━━━━━ GIVEN TEXT ━━━━━
Allen Fenell Lassiter, Plaintiff-appellant, v. Roland Leary; J.e. Flamon; K. Ferrell, Defendants-appellees, 816 F.2d 672 (4th Cir. 1987)Annotate this Case
Before HALL, ERVIN and CHAPMAN, Circuit Judges.
Allen Fenell Lassiter, appellant pro se.
Allan R. Gitter, Womble, Carlyle, Sandridge & Rice, for appellees.
Allen Fenell Lassiter appeals from the district court's entry of summary judgment in his 42 U.S.C. §l983 suit. The district court entered its summary judgment order after a de novo review of the record in light of Lassiter's objections to the magistrate's findings and recommendation. We affirm.
The magistrate's recommendation suggested dismissing Lassiter's conditions of confinement and inadequate medical treatment claims for failing to allege any injury. Lassiter objected to the magistrate's finding that Lassiter had not alleged injuries from the claimed inadequacies in his medical treatment. We agree with Lassiter that, viewed under the liberal construction afforded pleadings filed by pro se prisoners, see Haines v. Kerner, 404 U.S. 519 (1972), his submissions did adequately allege an injury from his claimed denial of medical treatment.
━━━━━
* [TASKS]:
1/ Answer from the court opinion in Lassiter v. Leary:
(a) Which circuit judges heard the appeal?
(b) Who appeared for the appellees?
(c) Which case does the court cite for the liberal construction given to pleadings filed by pro se prisoners?
2/ Pick up the court opinion in Lassiter v. Leary where it stops and continue it.
The records come from a separate source, unrelated to this opinion.
━━━━━ INFORMATION SUPPLIED ━━━━━
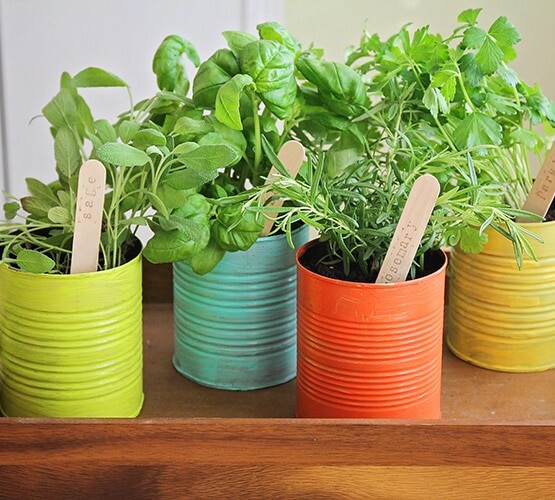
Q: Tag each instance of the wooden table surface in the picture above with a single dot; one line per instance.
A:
(496, 440)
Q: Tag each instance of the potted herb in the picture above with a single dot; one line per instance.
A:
(71, 344)
(234, 301)
(382, 358)
(463, 95)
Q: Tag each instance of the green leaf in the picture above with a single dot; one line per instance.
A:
(121, 154)
(168, 65)
(66, 152)
(489, 56)
(209, 157)
(84, 117)
(97, 77)
(345, 152)
(275, 31)
(471, 240)
(172, 198)
(238, 40)
(40, 190)
(469, 16)
(272, 68)
(127, 130)
(191, 128)
(10, 209)
(208, 258)
(38, 207)
(191, 178)
(474, 37)
(508, 75)
(435, 101)
(175, 245)
(341, 87)
(158, 205)
(504, 33)
(59, 215)
(105, 131)
(61, 110)
(527, 137)
(211, 75)
(237, 229)
(149, 137)
(228, 101)
(477, 129)
(32, 261)
(184, 148)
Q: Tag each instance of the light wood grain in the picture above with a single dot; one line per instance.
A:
(543, 190)
(88, 217)
(496, 440)
(409, 231)
(276, 458)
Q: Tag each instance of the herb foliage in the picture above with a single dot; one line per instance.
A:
(451, 107)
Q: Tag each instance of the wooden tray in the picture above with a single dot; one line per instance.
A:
(496, 439)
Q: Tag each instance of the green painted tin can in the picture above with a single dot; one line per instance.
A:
(235, 327)
(71, 345)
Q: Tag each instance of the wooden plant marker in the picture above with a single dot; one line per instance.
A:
(543, 190)
(291, 155)
(410, 229)
(88, 217)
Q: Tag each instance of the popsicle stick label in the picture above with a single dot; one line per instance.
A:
(88, 217)
(291, 156)
(410, 229)
(543, 190)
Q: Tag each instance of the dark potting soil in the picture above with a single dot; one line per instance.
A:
(315, 259)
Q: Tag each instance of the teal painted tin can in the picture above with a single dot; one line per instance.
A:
(235, 327)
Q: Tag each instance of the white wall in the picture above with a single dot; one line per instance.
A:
(333, 24)
(39, 39)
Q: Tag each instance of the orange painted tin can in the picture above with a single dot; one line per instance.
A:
(369, 350)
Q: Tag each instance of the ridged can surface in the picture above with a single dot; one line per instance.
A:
(500, 317)
(369, 350)
(235, 326)
(71, 345)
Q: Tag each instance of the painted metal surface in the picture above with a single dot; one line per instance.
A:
(500, 317)
(71, 345)
(235, 327)
(369, 350)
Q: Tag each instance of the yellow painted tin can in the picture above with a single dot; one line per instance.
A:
(500, 317)
(71, 345)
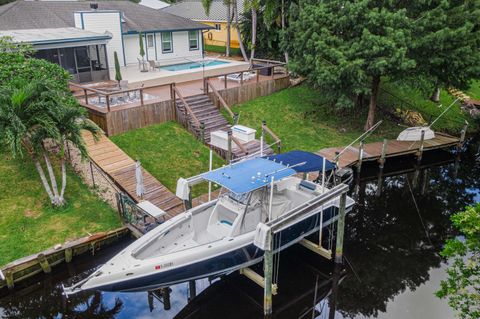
━━━━━
* [SET OF ANSWERS]:
1/
(a) Hall, Ervin and Chapman.
(b) Allan R. Gitter, of Womble, Carlyle, Sandridge & Rice.
(c) Haines v. Kerner, 404 U.S. 519 (1972).

2/
We nonetheless agree with the district court that even finding an allegation of injury does not save Lassiter's claim from summary judgment. Accepting Lassiter's allegations as true, and accepting that Lassiter has alleged an injury, Lassiter has still not stated a claim of "deliberate indifference to [a] serious medical need [ ] ... [which] constitutes the 'unnecessary and wanton infliction of pain.' " Estelle v. Gamble, 429 U.S. 97, 104 (1976) (quoting Gregg v. Georgia, 428 U.S. 153, 173 (1976) (joint opinion of Stewart, Powell, and Stevens, JJ.)). Lassiter made medical complaints, he saw medical personnel about his complaints, and he regularly received his medication. The district court properly entered summary judgment in favor of defendants.
we dispense with oral argument because the facts and legal contentions are adequately developed in the briefs and record and oral argument would not significantly aid the decisional process.